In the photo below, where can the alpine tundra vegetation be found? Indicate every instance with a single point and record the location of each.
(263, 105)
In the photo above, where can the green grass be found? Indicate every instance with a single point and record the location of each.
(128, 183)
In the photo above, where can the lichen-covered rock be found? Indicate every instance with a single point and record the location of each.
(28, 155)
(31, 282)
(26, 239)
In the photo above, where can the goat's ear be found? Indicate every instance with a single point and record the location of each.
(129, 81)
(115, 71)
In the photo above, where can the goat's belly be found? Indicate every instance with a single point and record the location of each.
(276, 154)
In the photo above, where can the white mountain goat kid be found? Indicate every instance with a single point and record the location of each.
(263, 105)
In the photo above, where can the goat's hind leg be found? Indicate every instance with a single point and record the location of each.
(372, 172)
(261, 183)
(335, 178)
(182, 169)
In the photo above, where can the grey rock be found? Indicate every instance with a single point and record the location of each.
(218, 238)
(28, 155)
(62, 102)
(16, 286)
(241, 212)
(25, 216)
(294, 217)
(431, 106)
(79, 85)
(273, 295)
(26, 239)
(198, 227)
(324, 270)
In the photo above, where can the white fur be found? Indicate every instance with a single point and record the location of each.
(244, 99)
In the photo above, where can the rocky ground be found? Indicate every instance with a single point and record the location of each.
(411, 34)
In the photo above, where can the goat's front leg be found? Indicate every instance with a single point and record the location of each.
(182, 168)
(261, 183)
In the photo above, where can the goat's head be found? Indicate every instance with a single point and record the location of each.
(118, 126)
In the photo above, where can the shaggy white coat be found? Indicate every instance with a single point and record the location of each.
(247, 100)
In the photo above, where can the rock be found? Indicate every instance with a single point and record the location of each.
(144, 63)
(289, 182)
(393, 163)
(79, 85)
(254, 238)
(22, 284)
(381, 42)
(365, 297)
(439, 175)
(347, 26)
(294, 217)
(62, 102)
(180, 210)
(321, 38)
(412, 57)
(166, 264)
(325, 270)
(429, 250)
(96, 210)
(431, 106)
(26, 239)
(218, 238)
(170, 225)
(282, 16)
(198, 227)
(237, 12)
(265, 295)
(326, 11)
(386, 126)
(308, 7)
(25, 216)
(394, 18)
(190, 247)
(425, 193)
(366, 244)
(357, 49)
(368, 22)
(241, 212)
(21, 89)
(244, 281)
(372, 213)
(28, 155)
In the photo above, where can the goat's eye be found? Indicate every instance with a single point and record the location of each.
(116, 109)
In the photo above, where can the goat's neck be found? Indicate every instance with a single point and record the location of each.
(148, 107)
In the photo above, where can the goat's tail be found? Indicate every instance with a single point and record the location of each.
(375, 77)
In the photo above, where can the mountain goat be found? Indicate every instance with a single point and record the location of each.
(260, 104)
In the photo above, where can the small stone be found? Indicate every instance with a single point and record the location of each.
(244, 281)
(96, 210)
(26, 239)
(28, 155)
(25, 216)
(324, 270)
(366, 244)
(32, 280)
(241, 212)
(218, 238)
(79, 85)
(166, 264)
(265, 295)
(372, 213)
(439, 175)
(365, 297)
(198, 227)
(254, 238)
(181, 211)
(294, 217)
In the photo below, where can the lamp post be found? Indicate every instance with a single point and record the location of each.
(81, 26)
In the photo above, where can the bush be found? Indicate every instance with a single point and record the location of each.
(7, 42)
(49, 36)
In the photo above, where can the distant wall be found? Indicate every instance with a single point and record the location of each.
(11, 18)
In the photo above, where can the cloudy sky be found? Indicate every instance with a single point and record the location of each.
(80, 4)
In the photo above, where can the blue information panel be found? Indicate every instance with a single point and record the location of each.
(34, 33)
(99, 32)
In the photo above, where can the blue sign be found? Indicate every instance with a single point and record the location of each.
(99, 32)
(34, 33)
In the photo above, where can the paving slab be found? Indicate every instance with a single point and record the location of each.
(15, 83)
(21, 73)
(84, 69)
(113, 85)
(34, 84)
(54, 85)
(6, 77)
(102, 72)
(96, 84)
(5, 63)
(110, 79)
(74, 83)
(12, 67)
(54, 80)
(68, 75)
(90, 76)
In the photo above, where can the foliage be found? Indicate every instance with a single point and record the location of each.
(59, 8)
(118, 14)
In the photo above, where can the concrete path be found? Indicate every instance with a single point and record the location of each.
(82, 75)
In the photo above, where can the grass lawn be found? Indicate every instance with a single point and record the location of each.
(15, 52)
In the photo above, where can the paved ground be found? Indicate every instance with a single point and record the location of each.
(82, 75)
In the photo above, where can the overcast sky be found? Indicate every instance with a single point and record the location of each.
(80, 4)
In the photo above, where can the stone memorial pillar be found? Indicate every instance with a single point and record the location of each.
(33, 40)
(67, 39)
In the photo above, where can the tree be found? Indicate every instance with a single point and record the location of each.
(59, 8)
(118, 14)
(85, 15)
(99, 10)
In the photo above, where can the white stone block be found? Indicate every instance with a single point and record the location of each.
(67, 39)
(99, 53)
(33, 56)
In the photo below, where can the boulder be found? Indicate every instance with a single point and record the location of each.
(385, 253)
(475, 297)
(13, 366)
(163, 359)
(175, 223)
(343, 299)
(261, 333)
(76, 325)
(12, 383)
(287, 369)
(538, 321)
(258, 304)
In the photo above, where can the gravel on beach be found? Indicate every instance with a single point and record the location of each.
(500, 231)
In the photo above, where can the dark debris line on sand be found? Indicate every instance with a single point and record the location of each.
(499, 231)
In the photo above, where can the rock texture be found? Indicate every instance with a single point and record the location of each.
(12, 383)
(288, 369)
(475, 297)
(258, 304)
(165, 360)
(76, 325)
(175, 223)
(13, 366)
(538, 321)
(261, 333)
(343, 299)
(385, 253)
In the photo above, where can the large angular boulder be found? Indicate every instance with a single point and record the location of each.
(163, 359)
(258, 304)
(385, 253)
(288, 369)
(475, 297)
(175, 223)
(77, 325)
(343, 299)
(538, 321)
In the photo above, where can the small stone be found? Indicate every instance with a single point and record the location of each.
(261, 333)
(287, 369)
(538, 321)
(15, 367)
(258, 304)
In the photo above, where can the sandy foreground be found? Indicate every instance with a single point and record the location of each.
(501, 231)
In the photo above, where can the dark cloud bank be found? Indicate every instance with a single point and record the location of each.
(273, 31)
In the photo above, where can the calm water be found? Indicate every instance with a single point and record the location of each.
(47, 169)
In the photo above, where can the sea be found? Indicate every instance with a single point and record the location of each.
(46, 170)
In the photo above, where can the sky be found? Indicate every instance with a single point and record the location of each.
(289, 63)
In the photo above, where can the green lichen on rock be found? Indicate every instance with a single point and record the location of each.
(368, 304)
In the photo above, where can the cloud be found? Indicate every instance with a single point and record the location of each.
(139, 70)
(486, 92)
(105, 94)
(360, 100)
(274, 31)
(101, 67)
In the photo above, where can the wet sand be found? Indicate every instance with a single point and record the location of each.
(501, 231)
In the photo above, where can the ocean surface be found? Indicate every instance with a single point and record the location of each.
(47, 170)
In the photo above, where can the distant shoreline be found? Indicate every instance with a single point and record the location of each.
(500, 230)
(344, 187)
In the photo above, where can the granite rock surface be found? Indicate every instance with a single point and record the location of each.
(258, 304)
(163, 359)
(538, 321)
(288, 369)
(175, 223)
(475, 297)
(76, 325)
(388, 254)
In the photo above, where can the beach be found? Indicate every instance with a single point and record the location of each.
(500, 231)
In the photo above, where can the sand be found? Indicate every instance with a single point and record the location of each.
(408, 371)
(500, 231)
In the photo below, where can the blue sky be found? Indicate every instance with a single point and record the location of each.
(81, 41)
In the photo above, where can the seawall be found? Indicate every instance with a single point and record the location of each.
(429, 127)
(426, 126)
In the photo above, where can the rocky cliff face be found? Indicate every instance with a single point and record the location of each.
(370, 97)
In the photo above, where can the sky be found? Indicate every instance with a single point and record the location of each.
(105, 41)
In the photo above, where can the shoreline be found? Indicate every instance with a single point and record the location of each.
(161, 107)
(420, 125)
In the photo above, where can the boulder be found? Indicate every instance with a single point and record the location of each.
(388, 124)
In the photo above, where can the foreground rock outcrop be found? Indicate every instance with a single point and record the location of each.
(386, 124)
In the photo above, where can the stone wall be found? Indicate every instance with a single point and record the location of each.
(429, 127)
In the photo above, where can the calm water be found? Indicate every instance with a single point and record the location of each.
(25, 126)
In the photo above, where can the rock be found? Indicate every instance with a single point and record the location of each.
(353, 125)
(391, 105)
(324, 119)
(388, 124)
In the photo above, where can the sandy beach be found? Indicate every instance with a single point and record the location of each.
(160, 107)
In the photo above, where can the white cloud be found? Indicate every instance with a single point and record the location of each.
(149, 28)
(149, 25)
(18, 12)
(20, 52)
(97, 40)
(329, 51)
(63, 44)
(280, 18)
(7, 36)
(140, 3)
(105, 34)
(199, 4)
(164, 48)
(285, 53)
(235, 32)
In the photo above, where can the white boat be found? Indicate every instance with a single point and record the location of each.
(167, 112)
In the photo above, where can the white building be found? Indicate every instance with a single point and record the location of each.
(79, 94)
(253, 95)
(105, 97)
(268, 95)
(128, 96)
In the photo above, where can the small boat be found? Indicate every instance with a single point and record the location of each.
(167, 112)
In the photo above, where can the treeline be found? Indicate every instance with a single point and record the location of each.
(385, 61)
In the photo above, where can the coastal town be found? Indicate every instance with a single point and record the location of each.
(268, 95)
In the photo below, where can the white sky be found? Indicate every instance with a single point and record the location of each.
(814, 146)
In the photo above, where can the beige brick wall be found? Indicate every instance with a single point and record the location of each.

______

TASK BRIEF. Begin at the line containing "In the photo above, where can the foreground" and reproduce each line through the end of the records above.

ANSWER TO THIS PROBLEM.
In the photo above, where can the foreground rock outcrop be found? Indicate every instance with a single point and record the location of each.
(386, 124)
In the photo above, where can the stone wall be found? Indicate every instance with a single point and record the location of each.
(429, 127)
In the photo above, where can the calm water be found? Indicate every instance with a single point and record the location of each.
(25, 126)
In the photo above, where can the rock be found? Indicate every instance with a single point and record the location of each.
(353, 125)
(391, 105)
(324, 119)
(388, 124)
In the photo above, where can the sandy beach be found? Indicate every instance with a single point and record the location of each.
(160, 107)
In the photo above, where can the white cloud be found? Indicate every instance with a single point and record the location of each.
(149, 28)
(149, 25)
(18, 12)
(20, 52)
(97, 40)
(329, 51)
(63, 44)
(280, 18)
(7, 36)
(140, 3)
(105, 34)
(199, 4)
(164, 48)
(285, 53)
(235, 32)
In the photo above, where can the white boat be found? Indicate every instance with a single point and record the location of each.
(167, 112)
In the photo above, where can the white building be found? Indicate every instance with a single point and record the location of each.
(79, 94)
(253, 95)
(105, 97)
(268, 95)
(128, 96)
In the photo above, where can the small boat be found? Indicate every instance with a single point and record the location of each.
(167, 112)
In the photo above, where can the treeline be found? Indicate every instance with a single point and record the location of each.
(385, 61)
In the photo above, where can the coastal town be found? Indicate every instance with a single point and record the location of each.
(268, 95)
In the photo below, where can the white sky be found? Indicate every instance with a single point and record the location of each.
(814, 146)
In the photo above, where can the beige brick wall be found? Indicate every instance with a single point and record the location of each.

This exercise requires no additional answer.